* BEGIN PASSAGE GIVEN *
Prophets of economic doom abound. Here’s what boards can do to weather any possible downturn.
It’s a staple of science fiction: the domed city, protected from the elements and, depending on the writer, radioactive mutants, alien death-beams, acidic pollution – and falling real estate prices?
Well, that last one is not actually science fiction, but it is New York in a nutshell. Or, rather, in an economic shell that, despite whatever’s happening in the rest of the country, seems to protect housing investments here. Or, so goes the mantra, which says that the “housing bubble” of rising sales prices won’t burst in New York City. It says that New York City is different, New York is a world city, hey, New Yawk is New Yawk, yo, fuhgeddaboutit! No one’s pushing and shoving in a crowded line to buy multimillion-dollar condos in Milwaukee, God bless The Brew City.
As Sinclair Lewis said in another context, it can’t happen here. Or can it? And, if it does, how should boards prepare for the worst?
First, the experts. “Housing markets by their very nature are local in scope and swayed by sentiment linked to the complexities of regional economic conditions,” notes Christian E. Weller, chief economist of the Washington, D.C., think tank Center for American Progress. And New York City “is definitely a different breed,” says real estate attorney and Bren Management president Martin S. Kera. “The bubble’s burst in Florida; I understand Las Vegas has the same problem. New York just chugs along.”
Look at the numbers, everyone says. From 1990 to 2004, the city inhaled deeply and its chest swelled with a net 800,000 new people – a million, probably, if you count the estimates for undocumented aliens. But in that whole 14-year period, developers filed only 147,510 units’ worth of city permits for co-op, condo, and rental apartments. Co-op and condo sales are outpacing construction and refurbishing so fast that the number of apartments for sale in Manhattan actually dropped 32 percent to 5,237 in the last year, according to a June report by Prudential Douglas Elliman.
“We’re not even close to producing enough housing to cover our population,” says Stuart Saft, a partner at LeBoeuf, Lamb, Greene & MacRae and chairman of the Council of New York Cooperatives & Condominiums. That’s a view widely held by everyone from artists and social scientists to politicians and Wall Streeters.
“Every demographic study I see says population is going to continue to grow – dramatically,” notes Patrick Niland, president of the commercial-mortgage brokerage firm First Funding. “Whether you want to live with that congestion and those prices is a whole other matter.”
* END PASSAGE GIVEN *
* BEGIN DATA RECORDS *
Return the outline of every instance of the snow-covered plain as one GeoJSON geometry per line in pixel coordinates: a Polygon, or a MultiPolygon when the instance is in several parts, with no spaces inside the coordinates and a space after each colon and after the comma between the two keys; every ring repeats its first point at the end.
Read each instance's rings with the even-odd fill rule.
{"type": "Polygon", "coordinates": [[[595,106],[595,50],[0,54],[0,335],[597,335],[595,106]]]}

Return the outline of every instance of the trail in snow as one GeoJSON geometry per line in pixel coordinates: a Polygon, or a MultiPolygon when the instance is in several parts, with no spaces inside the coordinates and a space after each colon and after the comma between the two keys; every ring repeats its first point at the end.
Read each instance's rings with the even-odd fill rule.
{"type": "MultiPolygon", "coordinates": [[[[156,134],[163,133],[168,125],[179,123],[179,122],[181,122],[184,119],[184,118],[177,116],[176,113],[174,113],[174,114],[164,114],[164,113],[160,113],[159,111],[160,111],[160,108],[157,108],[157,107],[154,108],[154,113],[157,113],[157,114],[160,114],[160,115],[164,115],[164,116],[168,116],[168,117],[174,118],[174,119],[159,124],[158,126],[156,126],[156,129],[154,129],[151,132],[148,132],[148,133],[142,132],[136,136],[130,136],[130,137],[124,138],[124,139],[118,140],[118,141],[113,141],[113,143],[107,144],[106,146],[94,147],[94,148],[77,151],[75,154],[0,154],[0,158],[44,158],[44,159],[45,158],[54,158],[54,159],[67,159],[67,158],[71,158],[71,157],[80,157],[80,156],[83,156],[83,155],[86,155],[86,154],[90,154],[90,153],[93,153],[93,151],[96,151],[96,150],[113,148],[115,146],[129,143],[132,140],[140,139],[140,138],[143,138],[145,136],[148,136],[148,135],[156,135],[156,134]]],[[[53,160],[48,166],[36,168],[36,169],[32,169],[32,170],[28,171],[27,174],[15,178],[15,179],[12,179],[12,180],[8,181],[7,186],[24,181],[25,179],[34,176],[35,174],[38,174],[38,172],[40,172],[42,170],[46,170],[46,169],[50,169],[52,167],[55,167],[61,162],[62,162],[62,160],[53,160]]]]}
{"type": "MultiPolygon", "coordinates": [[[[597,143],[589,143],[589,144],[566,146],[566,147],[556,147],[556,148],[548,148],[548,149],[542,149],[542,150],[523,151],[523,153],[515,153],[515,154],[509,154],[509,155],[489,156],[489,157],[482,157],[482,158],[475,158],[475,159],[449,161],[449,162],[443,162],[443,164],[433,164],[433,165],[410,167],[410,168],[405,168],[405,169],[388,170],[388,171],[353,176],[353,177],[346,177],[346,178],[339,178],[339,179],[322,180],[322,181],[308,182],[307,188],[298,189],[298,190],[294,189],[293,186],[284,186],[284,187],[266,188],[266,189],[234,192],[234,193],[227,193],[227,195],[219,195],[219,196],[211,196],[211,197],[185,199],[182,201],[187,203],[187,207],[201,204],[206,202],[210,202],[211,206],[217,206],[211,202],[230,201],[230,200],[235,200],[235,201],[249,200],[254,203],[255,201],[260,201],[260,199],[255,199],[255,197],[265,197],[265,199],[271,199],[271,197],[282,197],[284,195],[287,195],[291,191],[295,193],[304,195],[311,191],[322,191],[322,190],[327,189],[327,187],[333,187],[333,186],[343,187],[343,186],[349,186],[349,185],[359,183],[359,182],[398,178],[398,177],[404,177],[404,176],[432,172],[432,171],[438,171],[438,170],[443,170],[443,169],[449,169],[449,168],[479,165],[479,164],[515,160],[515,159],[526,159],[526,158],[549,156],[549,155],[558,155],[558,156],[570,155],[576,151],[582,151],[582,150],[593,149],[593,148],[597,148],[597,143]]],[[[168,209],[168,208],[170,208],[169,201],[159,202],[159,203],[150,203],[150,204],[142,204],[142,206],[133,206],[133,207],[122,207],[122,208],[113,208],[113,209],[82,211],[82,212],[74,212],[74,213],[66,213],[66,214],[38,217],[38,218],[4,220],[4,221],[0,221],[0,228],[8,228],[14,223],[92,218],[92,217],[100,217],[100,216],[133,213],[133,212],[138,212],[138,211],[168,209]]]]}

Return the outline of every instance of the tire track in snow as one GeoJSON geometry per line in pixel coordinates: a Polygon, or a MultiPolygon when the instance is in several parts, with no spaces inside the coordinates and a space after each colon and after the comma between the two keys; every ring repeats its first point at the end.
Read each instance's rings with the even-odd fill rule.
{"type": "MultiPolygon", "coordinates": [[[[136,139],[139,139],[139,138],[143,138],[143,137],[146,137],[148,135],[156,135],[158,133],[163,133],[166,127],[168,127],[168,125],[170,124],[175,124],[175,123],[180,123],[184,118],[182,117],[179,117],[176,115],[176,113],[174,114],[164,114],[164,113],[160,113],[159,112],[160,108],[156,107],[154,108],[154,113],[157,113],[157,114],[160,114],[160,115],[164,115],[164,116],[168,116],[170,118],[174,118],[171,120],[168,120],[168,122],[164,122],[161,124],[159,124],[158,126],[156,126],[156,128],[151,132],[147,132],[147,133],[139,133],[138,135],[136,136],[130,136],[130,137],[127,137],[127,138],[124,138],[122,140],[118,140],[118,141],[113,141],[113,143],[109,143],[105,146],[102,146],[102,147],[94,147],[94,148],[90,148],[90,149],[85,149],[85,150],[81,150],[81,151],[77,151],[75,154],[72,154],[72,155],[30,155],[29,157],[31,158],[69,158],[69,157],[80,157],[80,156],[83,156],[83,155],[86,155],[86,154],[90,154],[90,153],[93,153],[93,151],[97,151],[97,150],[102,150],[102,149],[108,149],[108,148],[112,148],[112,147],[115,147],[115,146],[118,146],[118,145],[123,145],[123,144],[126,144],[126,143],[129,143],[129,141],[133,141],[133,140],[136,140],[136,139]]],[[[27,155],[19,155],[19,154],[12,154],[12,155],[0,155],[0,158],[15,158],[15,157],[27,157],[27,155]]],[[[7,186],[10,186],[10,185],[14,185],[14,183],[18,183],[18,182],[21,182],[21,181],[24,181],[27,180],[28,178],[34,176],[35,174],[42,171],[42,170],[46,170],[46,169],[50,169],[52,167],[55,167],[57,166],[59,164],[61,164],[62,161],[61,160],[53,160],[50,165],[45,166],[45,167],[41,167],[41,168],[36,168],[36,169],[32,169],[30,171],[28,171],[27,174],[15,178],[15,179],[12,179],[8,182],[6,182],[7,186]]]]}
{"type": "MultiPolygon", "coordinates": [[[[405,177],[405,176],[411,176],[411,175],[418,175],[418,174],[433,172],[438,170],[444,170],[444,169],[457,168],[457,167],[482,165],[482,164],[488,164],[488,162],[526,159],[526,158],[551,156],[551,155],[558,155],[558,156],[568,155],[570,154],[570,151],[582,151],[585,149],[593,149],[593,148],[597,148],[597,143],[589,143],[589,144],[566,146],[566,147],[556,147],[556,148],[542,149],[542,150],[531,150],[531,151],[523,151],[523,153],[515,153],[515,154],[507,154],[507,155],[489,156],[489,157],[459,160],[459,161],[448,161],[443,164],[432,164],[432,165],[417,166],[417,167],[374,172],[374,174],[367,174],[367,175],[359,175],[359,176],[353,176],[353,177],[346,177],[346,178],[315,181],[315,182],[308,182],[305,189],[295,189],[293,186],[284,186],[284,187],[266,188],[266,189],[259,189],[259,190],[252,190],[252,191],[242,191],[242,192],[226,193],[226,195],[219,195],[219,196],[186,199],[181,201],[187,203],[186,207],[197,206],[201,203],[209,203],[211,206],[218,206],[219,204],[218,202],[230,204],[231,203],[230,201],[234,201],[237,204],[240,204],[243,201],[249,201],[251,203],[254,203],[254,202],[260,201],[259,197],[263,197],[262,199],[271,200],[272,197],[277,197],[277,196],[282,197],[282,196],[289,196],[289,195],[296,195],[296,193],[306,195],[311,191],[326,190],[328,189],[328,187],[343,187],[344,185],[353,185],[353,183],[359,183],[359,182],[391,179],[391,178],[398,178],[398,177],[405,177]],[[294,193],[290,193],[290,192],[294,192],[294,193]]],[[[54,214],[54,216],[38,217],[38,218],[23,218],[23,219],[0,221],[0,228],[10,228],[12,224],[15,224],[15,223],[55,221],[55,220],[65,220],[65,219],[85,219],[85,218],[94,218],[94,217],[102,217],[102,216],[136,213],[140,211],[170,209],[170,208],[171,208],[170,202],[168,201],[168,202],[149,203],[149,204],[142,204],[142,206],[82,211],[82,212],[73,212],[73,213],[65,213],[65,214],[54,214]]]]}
* END DATA RECORDS *
* BEGIN DATA RECORDS *
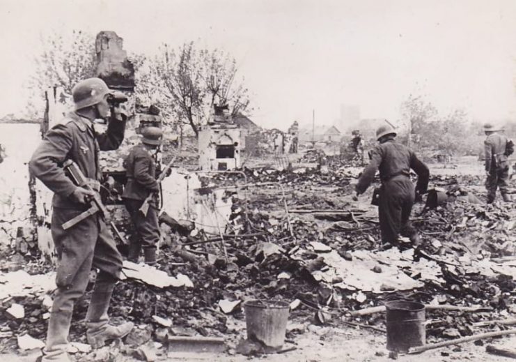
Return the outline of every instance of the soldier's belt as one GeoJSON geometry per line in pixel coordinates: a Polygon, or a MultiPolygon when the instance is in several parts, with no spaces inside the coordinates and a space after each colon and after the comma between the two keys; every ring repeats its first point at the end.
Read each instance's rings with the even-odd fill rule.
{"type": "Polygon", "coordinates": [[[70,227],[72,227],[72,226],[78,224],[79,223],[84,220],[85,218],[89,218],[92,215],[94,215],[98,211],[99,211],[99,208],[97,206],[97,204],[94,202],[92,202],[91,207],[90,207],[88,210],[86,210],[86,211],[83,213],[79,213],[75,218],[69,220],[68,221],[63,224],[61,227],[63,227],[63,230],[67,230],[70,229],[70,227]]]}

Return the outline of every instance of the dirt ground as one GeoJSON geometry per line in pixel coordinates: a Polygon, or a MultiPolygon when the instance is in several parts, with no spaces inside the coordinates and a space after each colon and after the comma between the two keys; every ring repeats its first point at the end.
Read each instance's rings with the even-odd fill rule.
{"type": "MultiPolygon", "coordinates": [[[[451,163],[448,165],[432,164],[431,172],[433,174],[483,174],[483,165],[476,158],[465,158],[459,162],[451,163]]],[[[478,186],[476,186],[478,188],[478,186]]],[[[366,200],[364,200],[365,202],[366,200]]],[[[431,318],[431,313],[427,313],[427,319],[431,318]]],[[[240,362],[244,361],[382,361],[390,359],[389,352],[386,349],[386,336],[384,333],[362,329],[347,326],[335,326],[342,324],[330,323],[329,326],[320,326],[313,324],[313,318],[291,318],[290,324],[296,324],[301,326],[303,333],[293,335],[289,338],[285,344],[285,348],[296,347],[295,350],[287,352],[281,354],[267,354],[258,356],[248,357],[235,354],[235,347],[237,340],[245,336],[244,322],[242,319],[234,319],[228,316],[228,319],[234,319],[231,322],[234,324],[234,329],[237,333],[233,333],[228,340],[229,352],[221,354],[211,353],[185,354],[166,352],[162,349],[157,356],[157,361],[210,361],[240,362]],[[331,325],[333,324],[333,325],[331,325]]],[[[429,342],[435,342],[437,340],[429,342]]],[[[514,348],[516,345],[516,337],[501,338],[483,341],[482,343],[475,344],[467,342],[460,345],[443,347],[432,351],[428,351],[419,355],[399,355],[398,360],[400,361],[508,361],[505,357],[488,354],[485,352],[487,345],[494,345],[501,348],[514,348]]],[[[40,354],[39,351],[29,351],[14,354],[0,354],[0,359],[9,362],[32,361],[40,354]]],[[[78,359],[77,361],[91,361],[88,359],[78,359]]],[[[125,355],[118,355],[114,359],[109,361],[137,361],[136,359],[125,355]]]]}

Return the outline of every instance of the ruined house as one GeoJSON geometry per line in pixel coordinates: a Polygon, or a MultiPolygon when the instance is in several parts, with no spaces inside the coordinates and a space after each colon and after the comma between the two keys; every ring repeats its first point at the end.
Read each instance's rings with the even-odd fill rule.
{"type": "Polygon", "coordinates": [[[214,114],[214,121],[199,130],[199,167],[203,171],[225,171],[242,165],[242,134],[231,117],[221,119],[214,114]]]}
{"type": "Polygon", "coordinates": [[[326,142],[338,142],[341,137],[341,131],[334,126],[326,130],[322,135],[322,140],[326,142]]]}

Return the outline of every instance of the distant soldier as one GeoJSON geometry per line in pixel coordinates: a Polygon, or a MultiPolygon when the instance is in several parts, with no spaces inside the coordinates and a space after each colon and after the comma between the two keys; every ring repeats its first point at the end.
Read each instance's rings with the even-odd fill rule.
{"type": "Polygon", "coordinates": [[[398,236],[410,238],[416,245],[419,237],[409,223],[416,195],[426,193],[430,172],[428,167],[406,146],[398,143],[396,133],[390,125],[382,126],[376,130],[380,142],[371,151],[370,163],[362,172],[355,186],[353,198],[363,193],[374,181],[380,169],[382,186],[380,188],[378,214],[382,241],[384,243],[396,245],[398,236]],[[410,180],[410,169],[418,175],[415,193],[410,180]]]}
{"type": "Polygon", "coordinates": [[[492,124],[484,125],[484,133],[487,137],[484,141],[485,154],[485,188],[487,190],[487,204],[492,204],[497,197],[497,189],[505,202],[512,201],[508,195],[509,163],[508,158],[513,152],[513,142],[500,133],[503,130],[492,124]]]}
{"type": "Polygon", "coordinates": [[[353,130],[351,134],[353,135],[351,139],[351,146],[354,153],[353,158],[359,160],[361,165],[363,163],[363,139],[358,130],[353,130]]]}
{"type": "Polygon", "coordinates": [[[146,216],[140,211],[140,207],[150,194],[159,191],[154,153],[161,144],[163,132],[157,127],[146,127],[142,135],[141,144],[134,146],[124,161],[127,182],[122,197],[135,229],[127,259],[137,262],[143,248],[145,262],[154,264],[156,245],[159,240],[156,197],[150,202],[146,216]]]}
* END DATA RECORDS *
* BEGIN DATA RECORDS *
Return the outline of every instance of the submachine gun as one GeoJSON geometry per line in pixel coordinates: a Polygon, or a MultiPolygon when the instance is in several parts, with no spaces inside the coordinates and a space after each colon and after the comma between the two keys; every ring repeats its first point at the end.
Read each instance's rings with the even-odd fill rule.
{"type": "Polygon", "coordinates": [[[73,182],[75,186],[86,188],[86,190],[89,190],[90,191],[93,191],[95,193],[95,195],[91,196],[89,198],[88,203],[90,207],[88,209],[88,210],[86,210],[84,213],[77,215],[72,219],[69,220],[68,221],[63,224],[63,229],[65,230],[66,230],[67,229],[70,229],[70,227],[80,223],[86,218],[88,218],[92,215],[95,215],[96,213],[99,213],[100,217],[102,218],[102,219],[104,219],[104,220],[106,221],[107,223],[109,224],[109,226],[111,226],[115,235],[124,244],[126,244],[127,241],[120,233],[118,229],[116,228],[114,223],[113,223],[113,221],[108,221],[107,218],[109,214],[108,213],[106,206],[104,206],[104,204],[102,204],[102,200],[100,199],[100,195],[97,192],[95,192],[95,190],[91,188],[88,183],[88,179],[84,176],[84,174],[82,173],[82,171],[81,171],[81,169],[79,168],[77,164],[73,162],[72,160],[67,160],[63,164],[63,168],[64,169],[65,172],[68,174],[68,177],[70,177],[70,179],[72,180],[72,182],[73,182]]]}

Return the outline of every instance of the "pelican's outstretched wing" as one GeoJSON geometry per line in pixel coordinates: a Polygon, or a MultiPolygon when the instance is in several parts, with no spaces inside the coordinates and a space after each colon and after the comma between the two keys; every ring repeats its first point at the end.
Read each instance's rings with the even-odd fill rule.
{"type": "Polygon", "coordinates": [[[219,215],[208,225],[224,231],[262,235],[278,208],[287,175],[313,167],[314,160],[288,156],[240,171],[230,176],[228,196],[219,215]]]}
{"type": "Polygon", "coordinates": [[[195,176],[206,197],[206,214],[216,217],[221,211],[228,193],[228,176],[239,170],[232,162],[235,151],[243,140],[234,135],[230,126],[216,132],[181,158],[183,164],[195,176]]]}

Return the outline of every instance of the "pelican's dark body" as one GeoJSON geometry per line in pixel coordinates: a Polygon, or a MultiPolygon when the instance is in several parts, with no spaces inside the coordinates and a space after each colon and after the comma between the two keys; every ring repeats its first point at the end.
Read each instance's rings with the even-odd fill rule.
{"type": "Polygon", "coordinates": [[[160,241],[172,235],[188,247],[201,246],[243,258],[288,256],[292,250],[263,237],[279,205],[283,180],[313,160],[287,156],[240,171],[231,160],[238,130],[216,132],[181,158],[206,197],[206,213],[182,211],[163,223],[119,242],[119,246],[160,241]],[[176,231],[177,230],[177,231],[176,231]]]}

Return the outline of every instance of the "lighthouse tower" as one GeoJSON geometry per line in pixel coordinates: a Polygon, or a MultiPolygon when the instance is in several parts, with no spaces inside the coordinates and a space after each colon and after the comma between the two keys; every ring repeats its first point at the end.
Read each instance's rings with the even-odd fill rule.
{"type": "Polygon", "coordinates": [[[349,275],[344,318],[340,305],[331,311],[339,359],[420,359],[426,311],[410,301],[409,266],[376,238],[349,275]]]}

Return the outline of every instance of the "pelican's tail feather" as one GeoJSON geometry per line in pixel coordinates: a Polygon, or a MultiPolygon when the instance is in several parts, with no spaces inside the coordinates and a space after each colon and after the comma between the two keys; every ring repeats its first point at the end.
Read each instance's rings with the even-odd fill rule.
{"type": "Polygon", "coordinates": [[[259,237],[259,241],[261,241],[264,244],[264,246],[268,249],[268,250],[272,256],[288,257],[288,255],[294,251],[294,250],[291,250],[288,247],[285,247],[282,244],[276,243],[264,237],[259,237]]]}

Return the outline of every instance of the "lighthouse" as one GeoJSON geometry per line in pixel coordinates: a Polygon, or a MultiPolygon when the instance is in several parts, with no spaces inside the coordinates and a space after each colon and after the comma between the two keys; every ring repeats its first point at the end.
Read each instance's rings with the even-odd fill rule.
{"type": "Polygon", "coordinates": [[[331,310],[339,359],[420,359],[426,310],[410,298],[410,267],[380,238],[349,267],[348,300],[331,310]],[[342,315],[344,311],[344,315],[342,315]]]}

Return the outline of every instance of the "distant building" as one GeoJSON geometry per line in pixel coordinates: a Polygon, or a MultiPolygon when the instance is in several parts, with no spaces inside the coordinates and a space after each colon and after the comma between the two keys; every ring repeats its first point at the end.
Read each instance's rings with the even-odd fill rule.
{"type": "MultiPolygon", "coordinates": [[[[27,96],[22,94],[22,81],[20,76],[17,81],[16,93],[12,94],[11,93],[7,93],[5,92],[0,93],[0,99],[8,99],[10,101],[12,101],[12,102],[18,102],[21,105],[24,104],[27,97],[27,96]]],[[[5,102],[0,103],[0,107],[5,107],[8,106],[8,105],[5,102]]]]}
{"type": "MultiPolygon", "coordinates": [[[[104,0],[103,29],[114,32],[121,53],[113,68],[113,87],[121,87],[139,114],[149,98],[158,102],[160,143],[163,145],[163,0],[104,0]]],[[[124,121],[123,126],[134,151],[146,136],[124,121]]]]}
* END DATA RECORDS *
EXERCISE TASK A - Retype the article on New York City housing from "It’s a staple" to "real estate prices?".
EXERCISE TASK B - Name every person whose words the article on New York City housing gives inside quotation marks.
EXERCISE TASK C - Carry on the article on New York City housing, starting after its final sentence.

TASK RESULT A -
It’s a staple of science fiction: the domed city, protected from the elements and, depending on the writer, radioactive mutants, alien death-beams, acidic pollution – and falling real estate prices?

TASK RESULT B -
Christian E. Weller
Martin S. Kera
Stuart Saft
Patrick Niland

TASK RESULT C -
And for now, it’s a matter that doesn’t matter. Demand far outstrips supply, keeping apartment prices climbing. Over the last decade, the median sales price of a Manhattan co-op or condo rose from about $275,000 to $875,0000, reports The Corcoran Group, or $895,000, per Miller Samuel Real Estate Appraisers (“median” means half the apartments sell for more than that figure, half for less). For the five boroughs as a whole, says the trade group The Real Estate Board of New York, the median co-op/condo sales price is $525,000 – a spectacular 16 percent rise from the previous quarter. Nationally, the median co-op/condo sales price rose only 2.6 percent over the entire past year, to $228,900, according to June 2007 figures by The National Association of Realtors.
But these are all just statistics. Housing markets rise and fall on psychology as much as on anything else – and a comment in August by Dolly Lenz, vice chairman of Prudential Douglas Elliman Real Estate, sparked enough vaguely panicky commentary to throw the blogosphere off its axis. In a panel discussion reported on by the CNBC website, Lenz sent tremors rumbling when she said that, in the market’s $10 million-and-up tier, “there is definitely a change in the last three weeks. It is a very rapid change, the quickest change I have ever seen in the marketplace, where people are really thinking about their purchases versus just running in and making a bid and securing the property. They’re taking longer to think about it and looking at more things and taking a breather.”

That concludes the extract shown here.